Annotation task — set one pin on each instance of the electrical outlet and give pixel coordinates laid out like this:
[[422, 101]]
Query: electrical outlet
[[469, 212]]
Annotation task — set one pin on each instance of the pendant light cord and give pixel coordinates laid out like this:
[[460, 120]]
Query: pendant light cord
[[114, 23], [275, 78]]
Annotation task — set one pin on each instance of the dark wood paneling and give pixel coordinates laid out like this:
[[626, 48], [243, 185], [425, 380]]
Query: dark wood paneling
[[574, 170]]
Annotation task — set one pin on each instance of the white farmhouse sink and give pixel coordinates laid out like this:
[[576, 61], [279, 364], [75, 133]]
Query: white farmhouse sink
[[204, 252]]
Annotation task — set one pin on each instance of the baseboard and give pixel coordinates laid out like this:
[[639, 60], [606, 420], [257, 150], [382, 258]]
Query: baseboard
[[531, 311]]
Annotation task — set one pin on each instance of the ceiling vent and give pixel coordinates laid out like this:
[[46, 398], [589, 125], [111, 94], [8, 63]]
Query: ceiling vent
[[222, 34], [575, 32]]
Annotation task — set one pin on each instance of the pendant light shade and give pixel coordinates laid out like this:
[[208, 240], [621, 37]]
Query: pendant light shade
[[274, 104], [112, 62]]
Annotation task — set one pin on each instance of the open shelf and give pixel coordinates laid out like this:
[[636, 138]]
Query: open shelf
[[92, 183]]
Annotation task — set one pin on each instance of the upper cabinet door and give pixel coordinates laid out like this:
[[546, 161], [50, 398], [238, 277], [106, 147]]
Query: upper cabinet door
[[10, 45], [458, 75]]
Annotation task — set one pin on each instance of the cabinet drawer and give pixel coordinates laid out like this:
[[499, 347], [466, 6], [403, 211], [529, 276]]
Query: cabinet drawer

• Required action: Starting at the line that contains "of the white" and ending at the last line of the data, repeat each line exactly; include nothing else.

• Solved exercise:
Annotation task — set one pin on each instance of the white farmhouse sink and give pixel coordinates laid out like this:
[[576, 61], [279, 364], [75, 133]]
Query: white farmhouse sink
[[204, 252]]
Annotation task — set one pin on each instance of the baseboard and give pixel coordinates laid out like this:
[[639, 60], [606, 420], [257, 150], [382, 258]]
Query: baseboard
[[531, 311]]
Annotation task — set one pin on each instance of the ceiling vent and give pixel coordinates laid out like this:
[[46, 398], [589, 125], [111, 94], [8, 63]]
Query: ceiling vent
[[222, 34], [575, 32]]
Annotation task — set one pin on each instance of the pendant light shade and give pixel coordinates laid out like this:
[[208, 240], [621, 37]]
Query: pendant light shade
[[274, 104], [112, 62]]
Annotation task — set one pin on each instance of the open shelf and give pixel coordinates laid out like this:
[[636, 138]]
Query: open shelf
[[92, 183]]
Annotation task — set one pin on each instance of the upper cabinet door and give pixel coordinates laid out like this:
[[546, 161], [50, 398], [238, 277], [106, 147]]
Query: upper cabinet door
[[10, 45], [458, 75]]
Annotation task — set one pin on each instance of the cabinet drawer and give pixel coordinates laid out like this:
[[499, 347], [466, 6], [403, 211], [529, 276]]
Query: cabinet drawer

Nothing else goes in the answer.